>> Begin Text

Of the Critics
[1] In 'Zugänge. Gerd Zacher's Festival Die Kunst einer Fuge',
Richard Hauser compares the project with Glenn Gould's recording of The
Art of Fugue. Both are innovative and controversial and for that reason
they are met with opposition. 'With depreciation, if not with ostentatious
disapproval, Gerd Zacher's Die Kunst einer Fuge, Johann Sebastian
Bachs 'Contrapunctus I'
in ten interpretations, is received. Gone is the devout shiver for what
the maestro wrote last' (Hauser, p.116, my translation). There is ignorance.
Five of the ten interpretations are released on an album (LPR) by a label
that otherwise only produces entertainment music. Utterly inappropriately,
the record is sold as 'psychedelic'. (According to Zacher, his project
falls between two categories at a major record company. What exactly is
this, baroque music (Bach) or avant-garde (the influence of current composers)?)
There is protest. Hauser reports threats of withholding (financial) support
and a ban to perform at certain venues.
Is it this bad? Zacher denies it. Other pieces that he has played met
with greater resistance. He also receives quite a few positive reviews.

>> End Text
>> Begin Entries

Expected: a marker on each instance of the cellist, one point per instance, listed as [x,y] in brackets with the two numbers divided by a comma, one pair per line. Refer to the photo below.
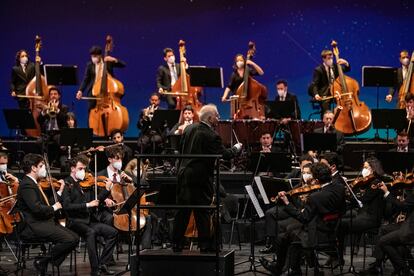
[94,71]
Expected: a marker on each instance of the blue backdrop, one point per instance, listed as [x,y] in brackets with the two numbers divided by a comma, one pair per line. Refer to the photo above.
[289,36]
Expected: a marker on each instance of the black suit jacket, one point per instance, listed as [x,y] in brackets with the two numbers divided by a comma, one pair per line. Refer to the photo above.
[320,81]
[19,79]
[291,97]
[31,202]
[89,77]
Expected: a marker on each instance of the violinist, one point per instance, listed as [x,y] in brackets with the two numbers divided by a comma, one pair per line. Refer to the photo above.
[149,140]
[79,206]
[39,215]
[323,77]
[22,73]
[236,77]
[318,219]
[94,71]
[402,73]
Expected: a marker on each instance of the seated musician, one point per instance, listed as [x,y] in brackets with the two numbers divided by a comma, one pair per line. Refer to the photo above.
[276,220]
[94,70]
[393,237]
[39,215]
[22,73]
[149,140]
[236,77]
[323,77]
[117,137]
[369,215]
[402,73]
[80,208]
[318,219]
[167,75]
[328,127]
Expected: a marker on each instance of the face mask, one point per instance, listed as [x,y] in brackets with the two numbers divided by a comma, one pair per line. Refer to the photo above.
[171,59]
[117,165]
[405,61]
[329,62]
[24,60]
[240,64]
[365,172]
[95,60]
[41,173]
[80,175]
[306,177]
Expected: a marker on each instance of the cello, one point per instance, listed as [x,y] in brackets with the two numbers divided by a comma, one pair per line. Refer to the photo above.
[109,113]
[351,115]
[37,92]
[407,86]
[251,94]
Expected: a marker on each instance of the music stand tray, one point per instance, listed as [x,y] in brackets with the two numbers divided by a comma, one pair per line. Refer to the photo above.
[319,141]
[58,74]
[206,76]
[19,119]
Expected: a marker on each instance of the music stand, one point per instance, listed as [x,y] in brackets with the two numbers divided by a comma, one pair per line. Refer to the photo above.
[319,141]
[59,74]
[279,110]
[388,118]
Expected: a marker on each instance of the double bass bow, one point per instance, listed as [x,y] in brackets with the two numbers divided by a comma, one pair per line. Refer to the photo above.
[251,94]
[109,113]
[352,116]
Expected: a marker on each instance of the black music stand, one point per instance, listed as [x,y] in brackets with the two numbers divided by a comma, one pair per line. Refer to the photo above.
[388,118]
[59,74]
[319,141]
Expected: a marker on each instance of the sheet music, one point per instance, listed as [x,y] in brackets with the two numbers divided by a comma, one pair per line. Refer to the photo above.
[259,184]
[254,200]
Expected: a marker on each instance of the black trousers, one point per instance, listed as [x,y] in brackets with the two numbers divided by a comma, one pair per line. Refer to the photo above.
[90,232]
[64,239]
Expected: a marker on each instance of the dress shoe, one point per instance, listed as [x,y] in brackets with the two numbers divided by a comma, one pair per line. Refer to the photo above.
[104,270]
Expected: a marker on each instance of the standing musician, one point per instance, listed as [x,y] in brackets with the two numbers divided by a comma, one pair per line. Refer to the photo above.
[149,140]
[80,207]
[323,77]
[195,177]
[167,76]
[39,215]
[236,77]
[318,219]
[402,73]
[94,71]
[22,73]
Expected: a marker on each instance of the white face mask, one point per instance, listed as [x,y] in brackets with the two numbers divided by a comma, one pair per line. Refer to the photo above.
[80,175]
[171,59]
[117,165]
[405,61]
[365,172]
[41,173]
[24,60]
[95,60]
[240,64]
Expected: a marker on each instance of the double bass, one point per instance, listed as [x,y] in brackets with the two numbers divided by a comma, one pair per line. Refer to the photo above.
[408,85]
[251,94]
[37,92]
[109,113]
[351,115]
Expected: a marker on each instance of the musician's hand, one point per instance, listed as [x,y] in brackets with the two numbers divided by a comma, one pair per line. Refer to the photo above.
[109,202]
[93,203]
[388,98]
[79,95]
[283,197]
[57,206]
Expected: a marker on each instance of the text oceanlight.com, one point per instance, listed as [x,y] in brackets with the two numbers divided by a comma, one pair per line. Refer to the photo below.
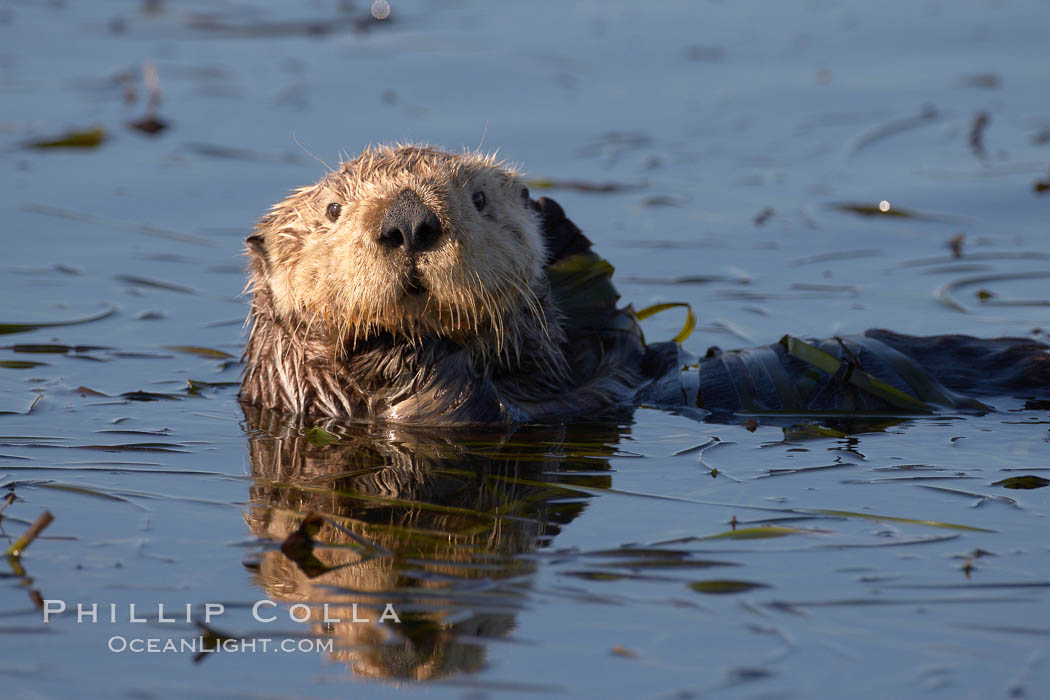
[263,611]
[121,644]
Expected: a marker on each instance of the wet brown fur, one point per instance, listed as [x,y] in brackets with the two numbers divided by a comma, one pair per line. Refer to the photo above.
[334,331]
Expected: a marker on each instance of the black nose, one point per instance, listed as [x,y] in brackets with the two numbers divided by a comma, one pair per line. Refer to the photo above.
[410,225]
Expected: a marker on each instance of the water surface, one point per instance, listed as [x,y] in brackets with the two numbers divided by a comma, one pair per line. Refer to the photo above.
[750,146]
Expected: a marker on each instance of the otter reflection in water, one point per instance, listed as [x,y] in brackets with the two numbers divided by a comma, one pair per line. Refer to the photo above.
[426,522]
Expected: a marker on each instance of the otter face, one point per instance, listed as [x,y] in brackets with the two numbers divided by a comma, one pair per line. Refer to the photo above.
[410,240]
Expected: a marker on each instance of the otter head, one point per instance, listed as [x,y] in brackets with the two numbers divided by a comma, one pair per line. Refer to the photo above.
[406,240]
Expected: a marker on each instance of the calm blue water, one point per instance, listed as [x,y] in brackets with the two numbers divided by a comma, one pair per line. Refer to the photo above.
[739,128]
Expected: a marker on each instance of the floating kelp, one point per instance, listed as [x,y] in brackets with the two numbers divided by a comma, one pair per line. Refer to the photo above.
[1026,482]
[207,353]
[582,186]
[6,329]
[85,139]
[725,587]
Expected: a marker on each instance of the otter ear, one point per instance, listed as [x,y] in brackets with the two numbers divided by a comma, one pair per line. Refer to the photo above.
[256,244]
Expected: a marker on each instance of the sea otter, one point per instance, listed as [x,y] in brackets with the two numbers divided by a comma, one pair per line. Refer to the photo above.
[416,285]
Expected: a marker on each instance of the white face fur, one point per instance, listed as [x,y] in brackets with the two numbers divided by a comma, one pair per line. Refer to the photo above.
[328,261]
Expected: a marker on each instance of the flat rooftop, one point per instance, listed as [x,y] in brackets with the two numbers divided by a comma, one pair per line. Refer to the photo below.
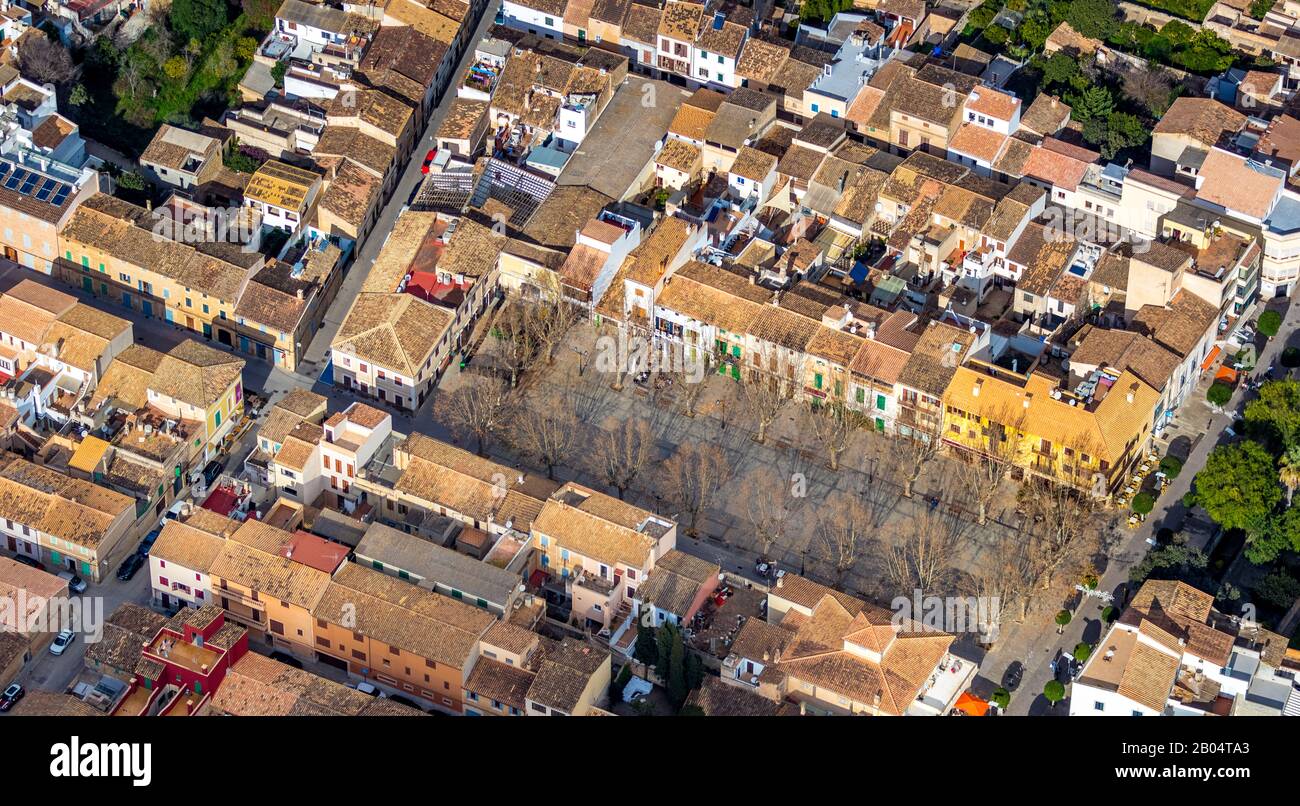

>> End Entries

**Task details:**
Reproduce the part of the text on critics of Gerd Zacher's project between "Of the Critics" and "of current composers)?)", inclusive.

**Full answer:**
Of the Critics
[1] In 'Zugänge. Gerd Zacher's Festival Die Kunst einer Fuge',
Richard Hauser compares the project with Glenn Gould's recording of The
Art of Fugue. Both are innovative and controversial and for that reason
they are met with opposition. 'With depreciation, if not with ostentatious
disapproval, Gerd Zacher's Die Kunst einer Fuge, Johann Sebastian
Bachs 'Contrapunctus I'
in ten interpretations, is received. Gone is the devout shiver for what
the maestro wrote last' (Hauser, p.116, my translation). There is ignorance.
Five of the ten interpretations are released on an album (LPR) by a label
that otherwise only produces entertainment music. Utterly inappropriately,
the record is sold as 'psychedelic'. (According to Zacher, his project
falls between two categories at a major record company. What exactly is
this, baroque music (Bach) or avant-garde (the influence of current composers)?)